:: Records for this task ::
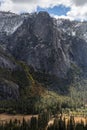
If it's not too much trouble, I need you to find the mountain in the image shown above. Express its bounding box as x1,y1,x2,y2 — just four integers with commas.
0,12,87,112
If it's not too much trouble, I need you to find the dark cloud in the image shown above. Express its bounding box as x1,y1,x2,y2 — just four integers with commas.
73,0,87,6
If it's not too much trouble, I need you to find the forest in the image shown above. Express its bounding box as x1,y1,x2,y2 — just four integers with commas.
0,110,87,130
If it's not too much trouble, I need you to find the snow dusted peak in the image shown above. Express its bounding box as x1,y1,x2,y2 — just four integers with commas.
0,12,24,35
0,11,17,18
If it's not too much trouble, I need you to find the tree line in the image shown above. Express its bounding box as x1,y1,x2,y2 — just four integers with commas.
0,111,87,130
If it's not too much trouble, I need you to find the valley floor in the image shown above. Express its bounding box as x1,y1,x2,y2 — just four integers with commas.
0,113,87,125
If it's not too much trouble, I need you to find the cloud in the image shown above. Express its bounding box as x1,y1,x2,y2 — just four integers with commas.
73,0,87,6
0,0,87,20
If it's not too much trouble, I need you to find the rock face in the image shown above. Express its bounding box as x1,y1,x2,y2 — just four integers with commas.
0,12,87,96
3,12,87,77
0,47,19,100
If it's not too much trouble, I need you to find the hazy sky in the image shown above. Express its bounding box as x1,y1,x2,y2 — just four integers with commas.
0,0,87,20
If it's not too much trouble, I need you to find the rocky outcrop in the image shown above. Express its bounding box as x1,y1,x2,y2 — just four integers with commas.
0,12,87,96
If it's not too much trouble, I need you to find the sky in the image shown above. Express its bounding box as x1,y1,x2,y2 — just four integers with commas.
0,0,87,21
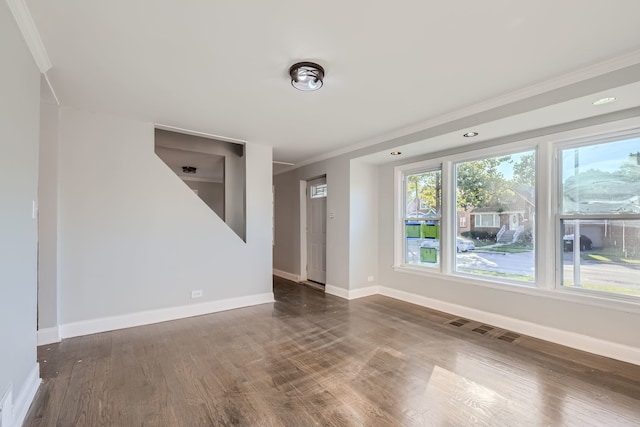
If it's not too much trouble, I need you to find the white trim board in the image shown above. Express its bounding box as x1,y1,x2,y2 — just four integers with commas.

:: Task statement ::
Could you shift every bounding-box coordinate in the answers by -129 and write the records out again, starting at the line that contains "find the rocky" and ending with the last line of the records, keeping the requests but leaving out the pictures?

:: The output ::
If it's not too much trouble, I need you to find the rocky outcrop in the image shown above. Express its bounding box as x1,y1,x2,y2 — just four integers with commas.
-129,-117,-42,-33
If it's not too much trouble, I need you to find the sky in the image shown above. Express its bounding box as x1,y1,x2,y2 — just four integers with commas.
-129,-129,-42,-108
If it's not too much trouble, I need you to find the white trim board in the image shown above. Express its bounding box as x1,y1,x2,y2 — just four integers with commas.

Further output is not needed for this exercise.